This is not your father’s white water rafting… or any other color rafting for that matter, since you wouldn’t want to bring a raft or anyone on it anywhere near these bizarrely colored rivers. Tinted by toxins, dyed by discharges and flush out of fish, the startling hues of these 10 ravaged rivers are red cards against those who so monumentally mismanage these precious water resources.
White River
(images via: Life of Guangzhou)
China’s Yellow River (or Huang He, in Chinese) is one of the world’s great rivers and the second-longest in all of China. Even the largest, widest and deepest rivers can fall prey to pollution on a massive scale, unfortunately, and such was the case on Friday, Dec 22nd of 2006 when the Yellow River turned ivory white around the city of Lanzhou. Though milky white residue coated rocks along the shoreline and a sour odor emanated from the water itself, no explanation was ever found (or released).
(images via: Mirror UK and La Mode Verte)
Rivers have other ways of turning white, though the culprit is still pollution. Nature-lovers were rather “irked” in April of 2009 when a 150-ft stretch of the River Irk was subsumed in bright white foam up to 10 feet thick. A detergent factory upstream denied responsibility for the situation, stating the cause “remains a mystery.” Another infamous white foamy river winds its way through southeastern Brazil. The Tietê River fills with foam spawned by phosphate-laden domestic runoff in the dry season when water levels and the river’s flow rate are at their lowest.
+---+
WORK TASK: Pull out the complete text about polluted rivers and reproduce it word for word.

Dataset excerpts:
+---+
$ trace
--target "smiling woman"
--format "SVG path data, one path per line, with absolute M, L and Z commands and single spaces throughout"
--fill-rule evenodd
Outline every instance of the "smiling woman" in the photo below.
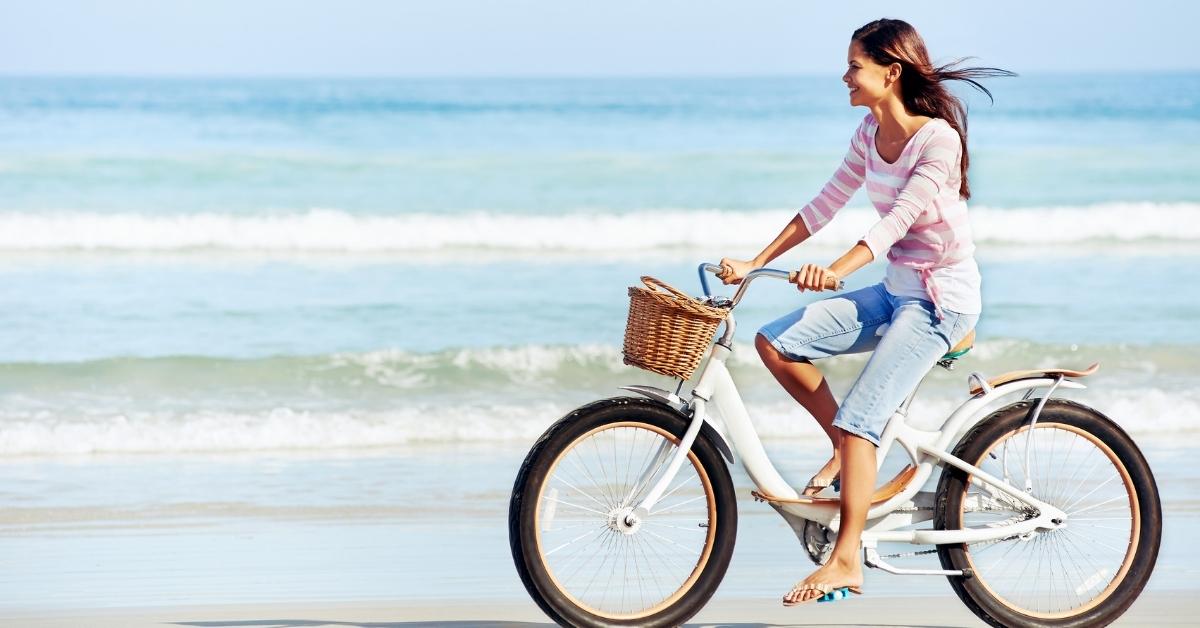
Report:
M 821 292 L 884 256 L 883 282 L 802 307 L 760 330 L 758 353 L 775 379 L 812 414 L 833 455 L 805 495 L 844 489 L 841 528 L 829 561 L 784 597 L 785 605 L 833 590 L 860 592 L 859 537 L 875 490 L 880 435 L 892 412 L 941 355 L 971 342 L 983 307 L 982 279 L 967 220 L 966 109 L 943 85 L 1014 76 L 990 67 L 934 67 L 917 30 L 878 19 L 854 31 L 842 80 L 850 103 L 866 107 L 850 151 L 821 195 L 754 259 L 725 258 L 722 280 L 808 240 L 866 187 L 880 220 L 828 268 L 805 264 L 794 282 Z M 966 348 L 970 348 L 967 345 Z M 874 352 L 839 406 L 812 360 Z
+---+
ANSWER FOR THE TASK:
This is not your father’s white water rafting… or any other color rafting for that matter, since you wouldn’t want to bring a raft or anyone on it anywhere near these bizarrely colored rivers. Tinted by toxins, dyed by discharges and flush out of fish, the startling hues of these 10 ravaged rivers are red cards against those who so monumentally mismanage these precious water resources.
White River
(images via: Life of Guangzhou)
China’s Yellow River (or Huang He, in Chinese) is one of the world’s great rivers and the second-longest in all of China. Even the largest, widest and deepest rivers can fall prey to pollution on a massive scale, unfortunately, and such was the case on Friday, Dec 22nd of 2006 when the Yellow River turned ivory white around the city of Lanzhou. Though milky white residue coated rocks along the shoreline and a sour odor emanated from the water itself, no explanation was ever found (or released).
(images via: Mirror UK and La Mode Verte)
Rivers have other ways of turning white, though the culprit is still pollution. Nature-lovers were rather “irked” in April of 2009 when a 150-ft stretch of the River Irk was subsumed in bright white foam up to 10 feet thick. A detergent factory upstream denied responsibility for the situation, stating the cause “remains a mystery.” Another infamous white foamy river winds its way through southeastern Brazil. The Tietê River fills with foam spawned by phosphate-laden domestic runoff in the dry season when water levels and the river’s flow rate are at their lowest.